• _Exercise inputs_:

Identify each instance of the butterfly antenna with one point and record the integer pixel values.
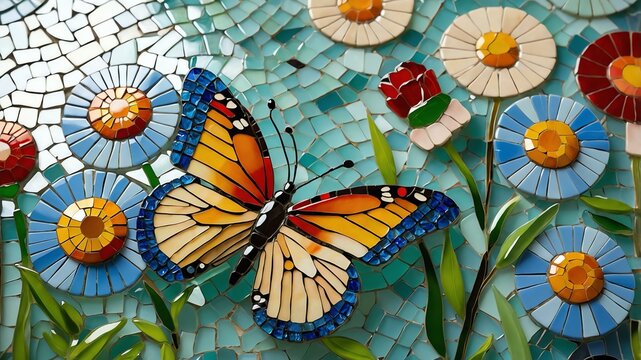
(347, 164)
(289, 130)
(271, 104)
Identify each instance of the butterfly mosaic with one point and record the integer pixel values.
(305, 285)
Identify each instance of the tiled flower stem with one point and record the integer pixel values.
(636, 176)
(489, 156)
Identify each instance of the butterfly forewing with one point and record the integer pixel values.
(220, 142)
(373, 222)
(302, 290)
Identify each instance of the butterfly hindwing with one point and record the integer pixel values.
(373, 222)
(302, 290)
(185, 227)
(220, 142)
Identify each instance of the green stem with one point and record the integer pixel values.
(636, 177)
(471, 183)
(489, 157)
(151, 175)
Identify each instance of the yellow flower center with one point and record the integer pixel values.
(360, 10)
(575, 277)
(497, 49)
(551, 144)
(92, 230)
(632, 74)
(625, 74)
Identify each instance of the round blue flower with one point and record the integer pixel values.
(121, 116)
(82, 234)
(551, 147)
(575, 281)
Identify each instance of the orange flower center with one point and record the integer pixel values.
(360, 10)
(120, 113)
(92, 230)
(575, 277)
(551, 144)
(497, 49)
(5, 151)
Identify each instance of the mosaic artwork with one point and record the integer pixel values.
(320, 179)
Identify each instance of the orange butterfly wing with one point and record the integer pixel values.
(373, 222)
(220, 142)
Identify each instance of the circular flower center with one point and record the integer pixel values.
(625, 74)
(92, 230)
(120, 113)
(575, 277)
(5, 151)
(497, 49)
(551, 144)
(360, 10)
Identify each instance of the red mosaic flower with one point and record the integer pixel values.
(17, 153)
(409, 85)
(609, 74)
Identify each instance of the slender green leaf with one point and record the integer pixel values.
(21, 332)
(635, 339)
(47, 303)
(612, 226)
(56, 342)
(161, 308)
(347, 349)
(151, 175)
(469, 179)
(151, 330)
(451, 278)
(608, 205)
(9, 191)
(382, 152)
(516, 341)
(499, 220)
(167, 352)
(179, 302)
(519, 240)
(433, 317)
(73, 314)
(96, 341)
(132, 353)
(482, 350)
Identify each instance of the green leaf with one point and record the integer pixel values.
(471, 183)
(132, 353)
(47, 303)
(612, 226)
(179, 302)
(516, 341)
(9, 191)
(151, 330)
(96, 341)
(166, 352)
(480, 352)
(56, 342)
(382, 152)
(635, 339)
(21, 332)
(608, 205)
(151, 175)
(161, 308)
(499, 220)
(433, 317)
(451, 278)
(519, 240)
(73, 314)
(347, 349)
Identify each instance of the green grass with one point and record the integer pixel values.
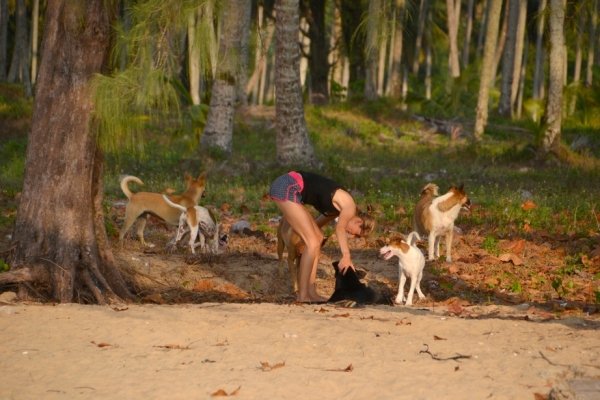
(381, 153)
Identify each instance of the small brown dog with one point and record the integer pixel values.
(287, 238)
(143, 203)
(434, 216)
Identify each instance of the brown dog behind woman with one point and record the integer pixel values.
(294, 189)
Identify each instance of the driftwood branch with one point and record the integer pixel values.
(457, 357)
(38, 274)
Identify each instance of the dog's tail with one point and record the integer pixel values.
(431, 189)
(412, 238)
(182, 208)
(124, 184)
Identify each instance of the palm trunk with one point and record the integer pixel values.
(60, 239)
(396, 70)
(423, 10)
(218, 131)
(242, 78)
(35, 14)
(293, 143)
(519, 49)
(489, 51)
(468, 33)
(553, 110)
(193, 60)
(452, 37)
(19, 66)
(508, 60)
(522, 77)
(593, 20)
(3, 38)
(538, 76)
(482, 27)
(372, 50)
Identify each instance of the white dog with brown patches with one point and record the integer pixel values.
(435, 216)
(201, 223)
(411, 263)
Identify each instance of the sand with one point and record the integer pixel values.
(287, 351)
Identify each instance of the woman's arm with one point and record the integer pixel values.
(345, 203)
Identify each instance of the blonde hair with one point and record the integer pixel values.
(368, 225)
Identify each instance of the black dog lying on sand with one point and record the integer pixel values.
(349, 287)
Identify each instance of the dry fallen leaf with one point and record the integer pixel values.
(511, 257)
(528, 205)
(101, 344)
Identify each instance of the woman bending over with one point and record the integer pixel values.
(294, 189)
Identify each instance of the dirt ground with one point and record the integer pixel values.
(227, 324)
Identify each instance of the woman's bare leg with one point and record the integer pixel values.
(303, 223)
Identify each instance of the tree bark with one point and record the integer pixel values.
(468, 33)
(193, 60)
(508, 60)
(372, 50)
(553, 111)
(491, 38)
(538, 75)
(35, 18)
(59, 238)
(593, 20)
(293, 143)
(242, 79)
(218, 131)
(319, 52)
(19, 66)
(3, 38)
(354, 42)
(452, 38)
(396, 71)
(423, 10)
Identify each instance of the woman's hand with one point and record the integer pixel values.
(345, 263)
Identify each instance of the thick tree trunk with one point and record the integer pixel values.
(19, 65)
(293, 143)
(60, 239)
(553, 112)
(372, 50)
(508, 60)
(319, 51)
(396, 74)
(452, 38)
(468, 33)
(218, 131)
(487, 66)
(354, 42)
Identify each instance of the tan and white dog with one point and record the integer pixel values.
(410, 264)
(287, 238)
(201, 223)
(435, 216)
(143, 203)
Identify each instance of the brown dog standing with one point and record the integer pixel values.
(143, 203)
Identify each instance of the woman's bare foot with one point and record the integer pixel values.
(312, 299)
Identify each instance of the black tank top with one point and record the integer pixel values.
(318, 192)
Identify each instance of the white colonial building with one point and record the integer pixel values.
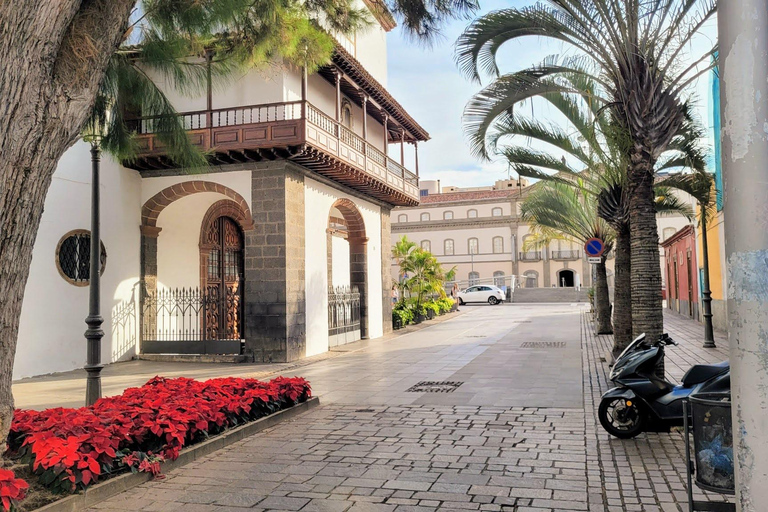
(275, 252)
(479, 231)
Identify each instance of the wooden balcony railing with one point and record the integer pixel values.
(297, 130)
(566, 255)
(530, 256)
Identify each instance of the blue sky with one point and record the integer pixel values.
(428, 84)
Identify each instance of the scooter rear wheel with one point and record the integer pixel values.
(620, 417)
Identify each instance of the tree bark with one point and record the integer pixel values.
(647, 314)
(602, 299)
(622, 292)
(55, 53)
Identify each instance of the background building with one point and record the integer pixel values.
(479, 231)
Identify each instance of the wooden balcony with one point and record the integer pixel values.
(296, 131)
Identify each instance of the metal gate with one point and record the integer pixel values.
(179, 321)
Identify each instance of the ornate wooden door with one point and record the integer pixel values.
(222, 256)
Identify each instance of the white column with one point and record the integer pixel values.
(743, 35)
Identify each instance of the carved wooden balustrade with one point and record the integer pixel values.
(294, 130)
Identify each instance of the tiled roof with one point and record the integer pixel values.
(466, 196)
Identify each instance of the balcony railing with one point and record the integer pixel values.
(282, 130)
(530, 256)
(566, 255)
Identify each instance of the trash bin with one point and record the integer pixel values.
(712, 430)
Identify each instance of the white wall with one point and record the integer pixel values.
(178, 246)
(53, 315)
(318, 199)
(340, 261)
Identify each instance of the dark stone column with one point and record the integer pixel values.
(386, 269)
(148, 276)
(275, 298)
(358, 272)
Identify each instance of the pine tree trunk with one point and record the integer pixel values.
(647, 314)
(602, 299)
(55, 53)
(622, 292)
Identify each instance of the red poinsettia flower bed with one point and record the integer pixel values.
(73, 448)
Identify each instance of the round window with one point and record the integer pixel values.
(73, 257)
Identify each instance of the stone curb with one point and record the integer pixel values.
(113, 486)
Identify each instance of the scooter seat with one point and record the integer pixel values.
(703, 372)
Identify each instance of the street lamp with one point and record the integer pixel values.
(94, 134)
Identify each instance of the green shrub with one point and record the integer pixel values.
(446, 304)
(433, 306)
(402, 316)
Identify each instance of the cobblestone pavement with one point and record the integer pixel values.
(373, 446)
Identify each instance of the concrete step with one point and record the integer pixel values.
(541, 295)
(193, 358)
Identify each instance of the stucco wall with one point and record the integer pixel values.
(319, 199)
(53, 315)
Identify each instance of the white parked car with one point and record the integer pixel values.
(482, 293)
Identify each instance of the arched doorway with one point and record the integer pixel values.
(222, 276)
(566, 278)
(347, 274)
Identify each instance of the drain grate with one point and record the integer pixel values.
(428, 386)
(543, 344)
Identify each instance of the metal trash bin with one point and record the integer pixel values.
(712, 429)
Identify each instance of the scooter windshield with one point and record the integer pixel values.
(631, 347)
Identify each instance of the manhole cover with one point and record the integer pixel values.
(434, 387)
(543, 344)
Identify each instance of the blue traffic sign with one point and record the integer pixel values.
(594, 247)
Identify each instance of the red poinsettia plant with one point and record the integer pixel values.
(12, 489)
(73, 448)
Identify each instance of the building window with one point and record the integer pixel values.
(346, 113)
(73, 257)
(531, 279)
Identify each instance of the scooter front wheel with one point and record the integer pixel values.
(620, 417)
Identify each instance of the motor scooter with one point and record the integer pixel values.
(644, 402)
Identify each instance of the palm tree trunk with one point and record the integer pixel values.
(647, 313)
(602, 300)
(622, 292)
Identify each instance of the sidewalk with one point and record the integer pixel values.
(646, 473)
(519, 434)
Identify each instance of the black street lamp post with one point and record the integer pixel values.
(94, 333)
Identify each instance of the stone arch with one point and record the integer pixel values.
(152, 208)
(352, 228)
(566, 278)
(157, 203)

• _What to produce_: Everything from the line containing "Identify each instance of the scooter windshield" through the last line of the records must be given again exactly; leave out all other lines.

• _Solution for this exercise_:
Identify each instance of the scooter windshield with one point and record the integer pixel values.
(631, 347)
Identify each instance of the manhole cover with one point and record the integer pixel values.
(434, 387)
(543, 344)
Identify each instance of the blue traffic sign with one point and record the integer pixel values.
(594, 247)
Identify each instance of the red poinsettia plant with one point and record the integer pixel values.
(12, 489)
(73, 448)
Identify each instance of the building window with one point and record the integer pixel values.
(346, 113)
(73, 257)
(531, 279)
Identify each instance of the scooter front wheel with one point and record the integer pixel values.
(620, 417)
Identify each instance of the motor scooter with one point and record the integer pixel values.
(644, 402)
Identify each instance of the palm tree trunk with one point and record the integer pixel values.
(647, 313)
(602, 300)
(622, 292)
Identify each instance of the sidewalk with one point and record the integer pixel values.
(646, 473)
(519, 434)
Identify each instance of the black street lamp post with one point and record the integer pixel values.
(94, 333)
Identify each instance of the stone arch with one point and record the integer pixel values.
(152, 208)
(352, 228)
(566, 278)
(157, 203)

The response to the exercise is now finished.